Author Archives: josie

Below are written reflections from a group of MSP presenters. We asked them about what they gained or learned from their participation, as well as ways to strengthen the MSP moving forward. Below are some selected quotes and ideas.

Overall, how was it for you to participate in the Men’s Story Project?

“It was a great experience. I gained new insight into my past, stronger ties to those that were already close to me who didn’t understand or didn’t know my darkest time. I gained confidence. I’ve made connections with and gained respect from people I’ve never met. I saw positive examples of masculinity and maleness. I met men that I wouldn’t mind calling my friends, when all I’ve ever harbored towards it all is resentment and anger. I’ve seen opportunities I hope my brother will have when he goes off to college to do the same. The list goes on…”

“It was absolutely worth the time! I felt better able to articulate my feelings and I gained a lot just from hearing the other stories.”

“I loved this experience.  I left my comfort zone of the world of athletics and entered a completely different forum.  I need this.  We all need this.”

“The opportunity to work with the wonder artists/performers/presenters beside me. I learned a lot from their pieces and their feedback. Singing my song was also very cathartic for me as an artistic expression of my reflections on my childhood.”

“It was a wonderful and gratifying experience. I learned about many ways to think about gender and masculinity, and also had the opportunity to explore my own relationship to gender.”

“It was a great experience, and I’m glad that I did it.  I feel more validated after having the opportunity to voice a lot of my thoughts that I’d held onto for myself for so long.”

“Absolutely loved it, I gained the most from other participants’ stories. Sharing the stage was a wonderful experience.”

“I very much appreciated the opportunity to express myself. I very much enjoyed meeting new people and making new friends.”

“It was fantastic. I feel like I gained insight into my own life and identity, as well as sharing a message that was important to me.”

What, if anything, do you feel you gained or learned from writing your story and sharing it publicly?

--- Data extract ---
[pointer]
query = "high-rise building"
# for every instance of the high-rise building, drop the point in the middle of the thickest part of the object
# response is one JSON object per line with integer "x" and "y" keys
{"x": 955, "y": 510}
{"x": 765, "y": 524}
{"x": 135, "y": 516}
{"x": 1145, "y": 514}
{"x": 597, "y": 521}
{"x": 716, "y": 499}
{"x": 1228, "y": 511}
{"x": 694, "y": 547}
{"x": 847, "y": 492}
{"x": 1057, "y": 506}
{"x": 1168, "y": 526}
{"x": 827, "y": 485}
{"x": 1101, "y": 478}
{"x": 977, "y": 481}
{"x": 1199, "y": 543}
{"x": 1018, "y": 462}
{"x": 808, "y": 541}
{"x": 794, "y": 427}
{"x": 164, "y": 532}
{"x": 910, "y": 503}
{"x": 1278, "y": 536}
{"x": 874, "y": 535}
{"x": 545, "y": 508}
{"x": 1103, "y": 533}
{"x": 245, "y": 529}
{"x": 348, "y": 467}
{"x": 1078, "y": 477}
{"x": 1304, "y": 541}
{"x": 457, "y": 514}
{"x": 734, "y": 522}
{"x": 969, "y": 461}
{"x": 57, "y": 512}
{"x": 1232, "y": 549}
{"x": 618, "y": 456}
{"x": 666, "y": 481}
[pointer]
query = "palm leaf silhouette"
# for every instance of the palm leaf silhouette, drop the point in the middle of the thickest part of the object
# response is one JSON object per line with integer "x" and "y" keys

--- Tasks to perform ---
a – Rewrite the paragraph in the presenter reflections that begins "It was a great experience. I gained new insight" as a bulleted list that keeps its main facts.
b – Please write out everything in the presenter reflections from "Author Archives: josie" down to "quotes and ideas.".
The records are separate material from the presenter reflections.

--- Task-by-task results ---
a –
- A great experience overall
- New insight into the speaker's past
- Stronger ties with people already close who hadn't understood or known about the speaker's darkest time
- More confidence
- Connections with, and respect from, people never met before
- Positive examples of masculinity and maleness
- Men the speaker wouldn't mind calling friends, after having harbored only resentment and anger toward it all
- Opportunities the speaker hopes a brother will have when going off to college
- Many more gains beyond these

b –
Author Archives: josie

Below are written reflections from a group of MSP presenters. We asked them about what they gained or learned from their participation, as well as ways to strengthen the MSP moving forward. Below are some selected quotes and ideas.